Can you be saved by cricket?

Cricket: Care-free companion, compassionate counsellor
James Wallace by James Wallace
@Jimbo_Cricket 6 minute read

James Wallace on the comfort of cricket – even when it’s not around. First published in The Nightwatchman.

April 2020

There’s no one on the streets. The parks are empty. A Sunday calm. Is it Sunday? I can hear birds. And the breeze. Occasionally a lycra-clad figure can be glimpsed, passing the window in a blur of fluorescence, limbs moving swiftly, guiltily, as if they can feel the eyes on them. Another lone soul passes in the opposite direction, keeping a distance and clutching a canvas tote, an incongruous leopard-print scarf pulled high over his features. The solitary shopper makes me think of “Eleanor Rigby”.

My mind wanders. I think of the groundsman at The Oval. Scouring the seeds on the turf where no one will play. I don’t know his name. From my desk at work I’ve been watching him toil for the past six months. Struggling against the elements. Is he somewhere, struggling now?

I’m going through one of my Beatles phases. My friend Tom is too. We have time on our hands. There’s a comfort in it.

There’s comfort in distraction. Music is distraction. Sport is distraction.

I think about cricket, again.

July 2019

I’m in a robust discussion with a bloke at a social gathering. Remember them? I think the guy is someone’s mate or date and they’ve wisely done a bunk and he is yet to twig. Even after some low-level Poirot-ing, everyone is still at a loss to know who he is. Rogue room meat. Orphan offal.

He’s belching word-guff into the mid-summer evening air. A few of us have started to refer to him as “Chernob-head” and are taking it in turns to tag-team conversation with him until he realises his lonesome fate and skulks off. It’s my turn. It has been for an hour.

He’s noisily opining about the summer being a dead loss as there’s no major football tournament taking place to tide him over until the new season, all of six weeks away. He’s getting misty-eyed talking about a fan park in Streatham.

I’m trying to reason with him as we both drink schnapps in the muggy heat of the back yard. The night is winding up and there is nothing else to drink. The air is thick and sweet, with resentment and fermented peaches. I ask him if he caught any of the cricket World Cup or was interested in the upcoming Ashes series? I despise him, he goads me. His face contorts into a sneering gurn and he hisses something unrepeatable into my ear. This is the last straw.

I think of cricket. Throughout my childhood and into my teenage years I would tune into the Ashes down under with a portable radio under my pillow. So I need hear only a couple of Jim Maxwell’s antipodean vowels before I get a clammy brow and my teeth begin to… itch. Listening to him describe humiliating batting collapses and abject bowling performances served only to make England’s later success all the more joyous. “If you want the rainbow, you gotta put up with the rain” and all that. Listening to Warne, Waugh and McGrath demolish England in the ’90s and early 2000s meant you needed to have some pretty tough emotional galoshes if you were an England cricket fan…

July 1997

Graham Thorpe has dropped him and Matthew Elliot is boshing his way to 199. I’m having a nosebleed in the back of the family Renault Savanna. The runs for the Aussies gush like the red stuff from my nose. Test Match Special is crackling away woozily as we head to Brittany. England are heading for another thumping Ashes series defeat.

▶ **MATERIAL PROVIDED**
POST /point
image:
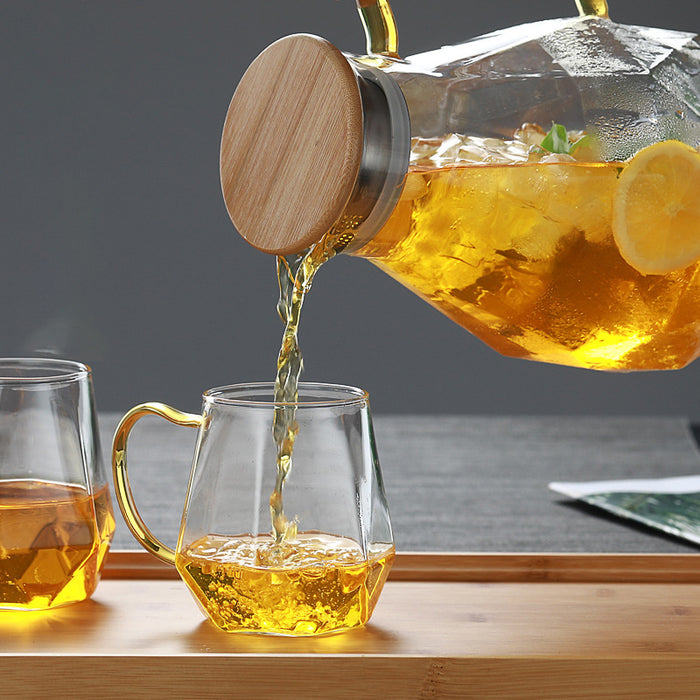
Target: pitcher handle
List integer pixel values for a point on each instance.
(124, 495)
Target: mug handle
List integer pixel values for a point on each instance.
(124, 495)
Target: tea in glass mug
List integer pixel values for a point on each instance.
(299, 550)
(56, 520)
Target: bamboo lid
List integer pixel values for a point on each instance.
(292, 144)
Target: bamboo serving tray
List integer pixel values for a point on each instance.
(446, 626)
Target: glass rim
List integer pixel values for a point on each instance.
(227, 395)
(47, 370)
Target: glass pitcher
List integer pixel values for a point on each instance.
(538, 185)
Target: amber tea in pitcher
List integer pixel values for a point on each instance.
(538, 185)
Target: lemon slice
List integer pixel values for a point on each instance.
(656, 209)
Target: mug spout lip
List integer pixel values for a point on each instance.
(310, 394)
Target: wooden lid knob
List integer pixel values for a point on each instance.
(292, 144)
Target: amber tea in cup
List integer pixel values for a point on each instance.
(298, 553)
(56, 520)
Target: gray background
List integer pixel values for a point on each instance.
(117, 250)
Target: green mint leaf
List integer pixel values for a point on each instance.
(557, 140)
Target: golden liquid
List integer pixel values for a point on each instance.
(524, 258)
(53, 541)
(324, 584)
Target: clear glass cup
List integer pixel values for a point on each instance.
(326, 571)
(56, 520)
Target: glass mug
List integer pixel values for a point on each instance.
(56, 520)
(325, 570)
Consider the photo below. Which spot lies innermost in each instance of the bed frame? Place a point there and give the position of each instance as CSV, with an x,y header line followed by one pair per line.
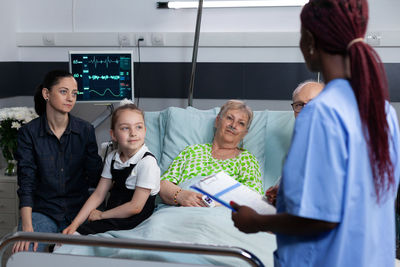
x,y
60,260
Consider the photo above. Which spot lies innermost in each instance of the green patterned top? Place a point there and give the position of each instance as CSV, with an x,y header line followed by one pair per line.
x,y
196,160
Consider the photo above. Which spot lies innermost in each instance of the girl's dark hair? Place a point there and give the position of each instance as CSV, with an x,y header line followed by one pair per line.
x,y
51,79
118,110
334,25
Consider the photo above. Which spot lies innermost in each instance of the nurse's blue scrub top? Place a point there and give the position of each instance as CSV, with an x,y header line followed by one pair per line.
x,y
327,176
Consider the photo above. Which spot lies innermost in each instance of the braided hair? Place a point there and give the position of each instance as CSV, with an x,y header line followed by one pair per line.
x,y
338,27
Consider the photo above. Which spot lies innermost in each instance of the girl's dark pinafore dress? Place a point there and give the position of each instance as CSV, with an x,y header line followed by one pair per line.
x,y
119,195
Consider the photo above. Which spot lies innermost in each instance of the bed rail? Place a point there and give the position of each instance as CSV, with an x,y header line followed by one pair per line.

▶ **WORK ITEM A**
Copy the part of the cricket essay starting with "I think about" and going on through "for an hour.".
▶ **WORK ITEM B**
Answer these questions about the cricket essay:
(i) In what publication was the piece first published?
(ii) At which ground does the groundsman the writer watches from a desk at work toil?
(iii) In July 1997, in what car is the writer having a nosebleed?
The records have nothing to do with the cricket essay.

▶ **ANSWER BOX A**
I think about cricket, again.

July 2019

I’m in a robust discussion with a bloke at a social gathering. Remember them? I think the guy is someone’s mate or date and they’ve wisely done a bunk and he is yet to twig. Even after some low-level Poirot-ing, everyone is still at a loss to know who he is. Rogue room meat. Orphan offal.

He’s belching word-guff into the mid-summer evening air. A few of us have started to refer to him as “Chernob-head” and are taking it in turns to tag-team conversation with him until he realises his lonesome fate and skulks off. It’s my turn. It has been for an hour.

▶ **ANSWER BOX B**
(i) The Nightwatchman
(ii) The Oval
(iii) The family Renault Savanna